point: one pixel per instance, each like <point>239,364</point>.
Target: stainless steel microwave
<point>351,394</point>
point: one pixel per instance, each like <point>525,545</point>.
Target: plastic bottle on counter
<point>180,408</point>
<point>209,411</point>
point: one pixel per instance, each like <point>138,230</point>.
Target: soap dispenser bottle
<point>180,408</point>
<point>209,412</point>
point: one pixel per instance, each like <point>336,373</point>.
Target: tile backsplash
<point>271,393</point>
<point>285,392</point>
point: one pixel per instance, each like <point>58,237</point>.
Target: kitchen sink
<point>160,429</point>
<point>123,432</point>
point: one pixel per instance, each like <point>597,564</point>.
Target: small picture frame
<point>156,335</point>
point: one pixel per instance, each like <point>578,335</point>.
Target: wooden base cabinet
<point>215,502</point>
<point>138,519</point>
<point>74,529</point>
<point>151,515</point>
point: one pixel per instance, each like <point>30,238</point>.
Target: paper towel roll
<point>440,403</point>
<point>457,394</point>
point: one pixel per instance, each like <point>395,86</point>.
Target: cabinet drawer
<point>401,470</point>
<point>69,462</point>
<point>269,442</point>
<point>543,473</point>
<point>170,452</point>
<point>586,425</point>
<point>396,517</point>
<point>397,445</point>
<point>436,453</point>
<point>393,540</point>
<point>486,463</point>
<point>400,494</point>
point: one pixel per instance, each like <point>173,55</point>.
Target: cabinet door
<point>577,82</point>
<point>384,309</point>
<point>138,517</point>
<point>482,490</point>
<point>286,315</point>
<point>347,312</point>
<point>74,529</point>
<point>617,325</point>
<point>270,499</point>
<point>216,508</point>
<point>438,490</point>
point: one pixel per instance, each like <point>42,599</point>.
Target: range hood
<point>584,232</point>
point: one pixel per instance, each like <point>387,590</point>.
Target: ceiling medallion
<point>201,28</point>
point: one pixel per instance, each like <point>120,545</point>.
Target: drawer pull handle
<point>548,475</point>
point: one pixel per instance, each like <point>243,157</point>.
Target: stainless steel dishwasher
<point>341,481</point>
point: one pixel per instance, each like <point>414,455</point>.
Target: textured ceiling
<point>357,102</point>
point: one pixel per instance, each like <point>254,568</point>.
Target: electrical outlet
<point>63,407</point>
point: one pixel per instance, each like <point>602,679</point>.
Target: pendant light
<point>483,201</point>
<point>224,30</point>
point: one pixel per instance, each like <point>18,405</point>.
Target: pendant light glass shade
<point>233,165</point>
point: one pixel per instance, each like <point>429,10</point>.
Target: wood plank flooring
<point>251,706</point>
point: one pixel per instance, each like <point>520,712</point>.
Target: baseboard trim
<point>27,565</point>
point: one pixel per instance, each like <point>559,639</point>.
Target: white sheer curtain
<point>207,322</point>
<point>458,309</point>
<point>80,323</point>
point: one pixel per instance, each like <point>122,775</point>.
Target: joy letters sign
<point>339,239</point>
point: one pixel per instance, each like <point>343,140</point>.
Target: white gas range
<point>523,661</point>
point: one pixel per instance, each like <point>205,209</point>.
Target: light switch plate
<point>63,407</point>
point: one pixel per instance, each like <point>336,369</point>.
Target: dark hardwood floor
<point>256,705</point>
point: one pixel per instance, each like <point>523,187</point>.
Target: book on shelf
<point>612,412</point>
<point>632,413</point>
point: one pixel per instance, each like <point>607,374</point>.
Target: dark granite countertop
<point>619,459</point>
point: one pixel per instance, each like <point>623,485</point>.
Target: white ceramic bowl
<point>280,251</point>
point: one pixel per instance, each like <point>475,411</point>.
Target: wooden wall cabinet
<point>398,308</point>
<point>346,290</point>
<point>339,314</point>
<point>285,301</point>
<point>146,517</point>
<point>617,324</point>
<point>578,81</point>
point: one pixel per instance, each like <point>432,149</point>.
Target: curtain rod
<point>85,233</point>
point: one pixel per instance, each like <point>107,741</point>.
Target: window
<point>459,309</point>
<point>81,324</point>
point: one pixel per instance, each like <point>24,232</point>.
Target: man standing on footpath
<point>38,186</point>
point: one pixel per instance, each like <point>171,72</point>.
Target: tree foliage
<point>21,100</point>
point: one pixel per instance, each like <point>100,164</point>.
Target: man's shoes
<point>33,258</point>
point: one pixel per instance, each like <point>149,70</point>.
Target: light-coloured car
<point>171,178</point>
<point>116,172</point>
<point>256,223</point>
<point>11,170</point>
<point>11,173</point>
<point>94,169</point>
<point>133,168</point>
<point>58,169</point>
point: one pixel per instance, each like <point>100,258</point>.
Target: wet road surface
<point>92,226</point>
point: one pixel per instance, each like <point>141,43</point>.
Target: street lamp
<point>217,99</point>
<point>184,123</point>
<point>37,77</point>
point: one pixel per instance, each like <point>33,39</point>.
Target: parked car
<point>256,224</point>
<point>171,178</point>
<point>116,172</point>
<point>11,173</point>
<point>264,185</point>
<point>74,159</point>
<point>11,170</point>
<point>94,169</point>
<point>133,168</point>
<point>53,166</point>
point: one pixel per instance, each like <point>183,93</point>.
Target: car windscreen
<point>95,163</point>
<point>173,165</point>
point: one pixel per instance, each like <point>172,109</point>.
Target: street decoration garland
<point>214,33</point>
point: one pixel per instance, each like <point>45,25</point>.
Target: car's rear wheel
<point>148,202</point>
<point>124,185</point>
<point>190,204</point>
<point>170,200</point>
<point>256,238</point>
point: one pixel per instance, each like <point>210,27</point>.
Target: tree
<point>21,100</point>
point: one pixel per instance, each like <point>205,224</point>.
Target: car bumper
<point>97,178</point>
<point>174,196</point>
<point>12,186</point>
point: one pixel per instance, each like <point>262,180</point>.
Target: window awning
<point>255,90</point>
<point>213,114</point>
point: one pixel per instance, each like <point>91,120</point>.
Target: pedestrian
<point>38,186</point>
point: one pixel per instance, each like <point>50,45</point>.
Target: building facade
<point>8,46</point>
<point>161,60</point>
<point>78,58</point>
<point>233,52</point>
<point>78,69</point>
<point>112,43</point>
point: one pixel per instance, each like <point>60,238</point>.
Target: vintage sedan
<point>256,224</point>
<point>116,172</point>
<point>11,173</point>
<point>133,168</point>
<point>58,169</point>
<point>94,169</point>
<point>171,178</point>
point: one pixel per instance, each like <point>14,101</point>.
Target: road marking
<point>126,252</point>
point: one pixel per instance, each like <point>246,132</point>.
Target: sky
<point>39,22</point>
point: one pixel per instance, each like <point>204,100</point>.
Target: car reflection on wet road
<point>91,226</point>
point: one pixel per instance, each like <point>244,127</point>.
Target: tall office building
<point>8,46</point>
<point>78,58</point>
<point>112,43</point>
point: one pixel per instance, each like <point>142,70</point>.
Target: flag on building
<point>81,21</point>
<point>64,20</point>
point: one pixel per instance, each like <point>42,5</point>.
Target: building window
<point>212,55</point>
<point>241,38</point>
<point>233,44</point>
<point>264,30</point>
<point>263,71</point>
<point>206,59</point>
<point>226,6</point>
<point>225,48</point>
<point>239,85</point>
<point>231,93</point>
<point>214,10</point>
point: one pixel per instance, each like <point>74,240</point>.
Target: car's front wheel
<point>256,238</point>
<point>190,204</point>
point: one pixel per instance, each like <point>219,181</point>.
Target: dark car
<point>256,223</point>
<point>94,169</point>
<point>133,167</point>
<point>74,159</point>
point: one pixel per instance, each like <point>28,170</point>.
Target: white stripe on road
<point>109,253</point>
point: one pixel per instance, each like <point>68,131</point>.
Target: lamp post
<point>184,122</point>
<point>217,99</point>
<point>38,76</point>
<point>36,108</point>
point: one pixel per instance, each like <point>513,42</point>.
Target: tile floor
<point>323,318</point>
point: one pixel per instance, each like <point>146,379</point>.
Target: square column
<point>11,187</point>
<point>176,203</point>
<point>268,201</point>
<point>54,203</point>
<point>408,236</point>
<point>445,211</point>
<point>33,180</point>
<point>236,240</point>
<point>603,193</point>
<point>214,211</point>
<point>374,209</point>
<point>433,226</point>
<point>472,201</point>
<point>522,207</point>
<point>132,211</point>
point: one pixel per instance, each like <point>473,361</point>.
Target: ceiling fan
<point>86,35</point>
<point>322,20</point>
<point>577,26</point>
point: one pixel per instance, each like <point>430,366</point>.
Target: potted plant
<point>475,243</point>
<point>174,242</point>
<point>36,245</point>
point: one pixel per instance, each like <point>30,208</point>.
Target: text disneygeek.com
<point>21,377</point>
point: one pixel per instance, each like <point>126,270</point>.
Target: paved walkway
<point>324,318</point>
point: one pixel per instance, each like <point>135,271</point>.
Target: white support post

⁂

→ **Assignment**: From the line containing "point: one pixel per instance, each like <point>607,374</point>." down to the line containing "point: one pixel per instance, each like <point>432,149</point>." in the material above, reproduce every line exactly, including the two end lines.

→ **Response to this task**:
point: one pixel per instance, each like <point>607,374</point>.
Target: dark granite countertop
<point>619,459</point>
point: one pixel per instance, each like <point>623,485</point>.
Target: white ceramic bowl
<point>280,251</point>
point: one pixel per instance, each like <point>475,411</point>.
Target: wooden wall cabinet
<point>398,308</point>
<point>346,290</point>
<point>339,314</point>
<point>285,301</point>
<point>146,517</point>
<point>617,324</point>
<point>578,81</point>
point: one pixel per instance, each like <point>432,149</point>.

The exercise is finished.